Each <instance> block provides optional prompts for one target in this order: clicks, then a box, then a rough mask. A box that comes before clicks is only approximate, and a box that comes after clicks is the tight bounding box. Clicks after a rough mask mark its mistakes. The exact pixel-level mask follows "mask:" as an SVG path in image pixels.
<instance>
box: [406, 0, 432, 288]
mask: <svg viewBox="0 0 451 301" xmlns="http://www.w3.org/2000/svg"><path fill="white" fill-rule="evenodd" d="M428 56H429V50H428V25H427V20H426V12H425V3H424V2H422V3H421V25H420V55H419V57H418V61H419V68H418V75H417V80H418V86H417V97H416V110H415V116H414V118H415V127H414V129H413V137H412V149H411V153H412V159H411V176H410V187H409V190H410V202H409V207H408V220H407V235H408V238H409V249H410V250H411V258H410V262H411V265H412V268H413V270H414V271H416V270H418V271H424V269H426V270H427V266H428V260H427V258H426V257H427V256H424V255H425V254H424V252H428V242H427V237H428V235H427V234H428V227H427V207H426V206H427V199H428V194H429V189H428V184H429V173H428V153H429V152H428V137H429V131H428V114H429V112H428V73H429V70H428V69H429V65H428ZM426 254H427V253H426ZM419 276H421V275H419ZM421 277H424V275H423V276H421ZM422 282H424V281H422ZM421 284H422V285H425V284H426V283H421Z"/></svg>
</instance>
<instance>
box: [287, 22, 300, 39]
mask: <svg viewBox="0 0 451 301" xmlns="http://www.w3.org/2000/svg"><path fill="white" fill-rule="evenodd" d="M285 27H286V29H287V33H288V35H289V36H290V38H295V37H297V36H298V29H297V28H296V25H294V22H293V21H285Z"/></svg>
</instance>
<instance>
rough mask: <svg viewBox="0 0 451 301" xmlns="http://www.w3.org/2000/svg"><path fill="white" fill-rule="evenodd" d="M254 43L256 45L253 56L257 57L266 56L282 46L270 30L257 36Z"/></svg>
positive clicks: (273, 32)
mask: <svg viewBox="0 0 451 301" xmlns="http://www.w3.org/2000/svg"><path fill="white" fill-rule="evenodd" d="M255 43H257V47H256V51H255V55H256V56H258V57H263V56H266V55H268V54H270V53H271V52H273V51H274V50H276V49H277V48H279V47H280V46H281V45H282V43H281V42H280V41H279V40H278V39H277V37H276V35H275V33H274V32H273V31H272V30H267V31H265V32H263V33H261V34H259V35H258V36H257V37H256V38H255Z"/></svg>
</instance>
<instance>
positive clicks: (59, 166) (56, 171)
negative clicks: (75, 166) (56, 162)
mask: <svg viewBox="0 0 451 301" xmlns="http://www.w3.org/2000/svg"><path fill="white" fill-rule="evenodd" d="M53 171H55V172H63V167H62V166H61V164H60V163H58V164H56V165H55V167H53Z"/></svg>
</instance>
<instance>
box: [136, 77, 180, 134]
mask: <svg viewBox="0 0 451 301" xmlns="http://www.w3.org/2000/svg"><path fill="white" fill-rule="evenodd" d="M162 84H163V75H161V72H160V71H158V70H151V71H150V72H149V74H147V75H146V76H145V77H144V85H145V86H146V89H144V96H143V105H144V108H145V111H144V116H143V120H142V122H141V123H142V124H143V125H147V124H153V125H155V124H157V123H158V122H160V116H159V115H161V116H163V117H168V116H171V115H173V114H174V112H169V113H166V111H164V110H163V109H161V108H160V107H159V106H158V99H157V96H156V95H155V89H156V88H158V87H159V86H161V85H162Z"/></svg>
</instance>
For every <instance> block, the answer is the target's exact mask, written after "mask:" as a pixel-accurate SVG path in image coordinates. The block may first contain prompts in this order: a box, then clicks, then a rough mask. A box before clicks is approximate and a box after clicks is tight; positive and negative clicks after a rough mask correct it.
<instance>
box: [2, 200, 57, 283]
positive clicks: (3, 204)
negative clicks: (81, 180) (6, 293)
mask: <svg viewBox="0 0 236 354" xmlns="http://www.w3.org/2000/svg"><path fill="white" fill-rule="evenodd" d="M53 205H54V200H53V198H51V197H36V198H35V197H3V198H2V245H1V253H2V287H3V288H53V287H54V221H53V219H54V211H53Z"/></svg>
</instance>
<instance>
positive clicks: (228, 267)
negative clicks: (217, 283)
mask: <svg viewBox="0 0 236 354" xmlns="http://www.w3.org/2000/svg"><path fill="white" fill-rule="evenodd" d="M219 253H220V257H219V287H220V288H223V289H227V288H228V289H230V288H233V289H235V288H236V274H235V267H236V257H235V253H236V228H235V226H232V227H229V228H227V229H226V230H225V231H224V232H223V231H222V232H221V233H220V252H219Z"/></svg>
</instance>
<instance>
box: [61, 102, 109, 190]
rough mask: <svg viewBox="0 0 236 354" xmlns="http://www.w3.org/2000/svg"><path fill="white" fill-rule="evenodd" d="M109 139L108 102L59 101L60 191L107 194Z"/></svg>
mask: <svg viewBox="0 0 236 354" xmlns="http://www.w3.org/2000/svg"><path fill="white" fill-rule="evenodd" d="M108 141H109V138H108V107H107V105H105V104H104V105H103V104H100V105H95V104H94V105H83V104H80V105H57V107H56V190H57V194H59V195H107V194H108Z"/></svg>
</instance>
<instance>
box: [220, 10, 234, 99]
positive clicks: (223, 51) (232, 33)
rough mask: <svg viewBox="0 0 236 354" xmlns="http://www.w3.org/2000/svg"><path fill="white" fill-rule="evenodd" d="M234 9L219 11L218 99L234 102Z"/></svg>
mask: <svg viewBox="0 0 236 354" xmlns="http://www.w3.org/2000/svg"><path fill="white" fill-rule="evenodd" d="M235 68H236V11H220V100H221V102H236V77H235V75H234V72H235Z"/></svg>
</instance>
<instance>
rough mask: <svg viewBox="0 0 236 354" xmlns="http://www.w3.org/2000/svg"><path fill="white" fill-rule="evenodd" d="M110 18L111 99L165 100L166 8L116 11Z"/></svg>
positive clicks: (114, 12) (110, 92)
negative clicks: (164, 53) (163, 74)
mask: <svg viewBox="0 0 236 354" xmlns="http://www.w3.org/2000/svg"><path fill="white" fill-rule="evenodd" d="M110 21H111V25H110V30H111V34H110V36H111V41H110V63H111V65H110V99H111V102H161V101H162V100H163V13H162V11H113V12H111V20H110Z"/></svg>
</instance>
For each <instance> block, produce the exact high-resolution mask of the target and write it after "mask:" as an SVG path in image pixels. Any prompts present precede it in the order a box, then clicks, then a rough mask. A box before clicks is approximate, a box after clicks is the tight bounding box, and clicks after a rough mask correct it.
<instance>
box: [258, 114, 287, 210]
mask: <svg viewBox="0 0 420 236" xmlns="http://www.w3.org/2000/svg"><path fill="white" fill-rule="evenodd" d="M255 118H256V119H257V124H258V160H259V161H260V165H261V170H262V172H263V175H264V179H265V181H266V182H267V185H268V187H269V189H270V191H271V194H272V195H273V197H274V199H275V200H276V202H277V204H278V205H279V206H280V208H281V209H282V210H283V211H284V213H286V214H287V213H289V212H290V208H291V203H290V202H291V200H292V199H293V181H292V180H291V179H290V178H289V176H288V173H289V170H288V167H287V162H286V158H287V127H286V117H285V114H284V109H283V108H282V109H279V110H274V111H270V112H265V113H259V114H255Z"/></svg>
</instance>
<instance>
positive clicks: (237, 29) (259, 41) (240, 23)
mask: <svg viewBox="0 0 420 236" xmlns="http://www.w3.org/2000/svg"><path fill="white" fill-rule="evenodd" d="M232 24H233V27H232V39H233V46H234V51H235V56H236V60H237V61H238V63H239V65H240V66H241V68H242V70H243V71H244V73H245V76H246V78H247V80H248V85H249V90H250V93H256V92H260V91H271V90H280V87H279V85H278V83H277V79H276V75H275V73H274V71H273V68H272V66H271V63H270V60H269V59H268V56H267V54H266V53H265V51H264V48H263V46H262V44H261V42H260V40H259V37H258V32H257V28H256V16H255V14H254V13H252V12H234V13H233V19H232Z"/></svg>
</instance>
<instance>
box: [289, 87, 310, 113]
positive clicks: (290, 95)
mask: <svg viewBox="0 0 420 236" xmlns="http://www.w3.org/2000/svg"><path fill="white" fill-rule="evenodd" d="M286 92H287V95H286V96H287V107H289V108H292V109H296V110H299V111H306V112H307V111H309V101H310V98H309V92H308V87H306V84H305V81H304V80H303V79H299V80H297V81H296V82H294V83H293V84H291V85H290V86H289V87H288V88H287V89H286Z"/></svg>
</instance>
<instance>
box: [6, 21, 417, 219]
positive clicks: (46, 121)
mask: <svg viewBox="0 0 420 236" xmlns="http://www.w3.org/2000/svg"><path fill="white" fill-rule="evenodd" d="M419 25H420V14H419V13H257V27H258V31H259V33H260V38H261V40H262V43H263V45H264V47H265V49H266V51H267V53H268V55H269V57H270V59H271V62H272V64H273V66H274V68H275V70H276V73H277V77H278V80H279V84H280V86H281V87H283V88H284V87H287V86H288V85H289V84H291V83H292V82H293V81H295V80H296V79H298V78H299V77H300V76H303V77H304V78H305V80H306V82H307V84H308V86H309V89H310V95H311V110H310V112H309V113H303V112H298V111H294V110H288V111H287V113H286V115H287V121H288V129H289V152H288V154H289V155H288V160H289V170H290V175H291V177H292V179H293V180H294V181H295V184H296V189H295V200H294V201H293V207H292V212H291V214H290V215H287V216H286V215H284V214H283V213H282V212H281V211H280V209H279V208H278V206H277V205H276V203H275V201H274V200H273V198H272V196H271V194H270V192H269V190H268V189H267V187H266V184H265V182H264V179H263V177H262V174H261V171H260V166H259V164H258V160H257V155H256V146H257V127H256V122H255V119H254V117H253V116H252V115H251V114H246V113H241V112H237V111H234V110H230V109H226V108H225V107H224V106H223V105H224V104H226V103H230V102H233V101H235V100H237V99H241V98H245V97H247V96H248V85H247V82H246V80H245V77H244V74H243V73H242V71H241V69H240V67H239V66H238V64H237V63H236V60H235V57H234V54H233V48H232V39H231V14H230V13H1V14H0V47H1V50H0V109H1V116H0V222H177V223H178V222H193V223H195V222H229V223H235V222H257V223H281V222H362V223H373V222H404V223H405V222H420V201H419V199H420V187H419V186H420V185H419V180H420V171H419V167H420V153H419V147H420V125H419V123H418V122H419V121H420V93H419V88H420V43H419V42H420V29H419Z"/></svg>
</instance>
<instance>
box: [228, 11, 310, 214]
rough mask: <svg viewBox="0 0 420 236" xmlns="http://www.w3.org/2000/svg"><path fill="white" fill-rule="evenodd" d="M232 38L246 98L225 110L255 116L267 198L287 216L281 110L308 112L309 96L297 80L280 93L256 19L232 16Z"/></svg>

Work instructions. Collect every line from the entries above that contains the word "negative", copying each line in full.

Expected answer.
negative clicks: (75, 166) (56, 162)
For every <instance> block, the answer is the target's exact mask, written after "mask:" as a pixel-accurate SVG path in image coordinates. The block may first contain prompts in this order: a box, then clicks, then a rough mask. A box before clicks is approximate and a box after clicks is tight; positive and negative clicks after a rough mask correct it.
negative clicks: (81, 180) (6, 293)
negative clicks: (217, 283)
negative clicks: (164, 53) (163, 74)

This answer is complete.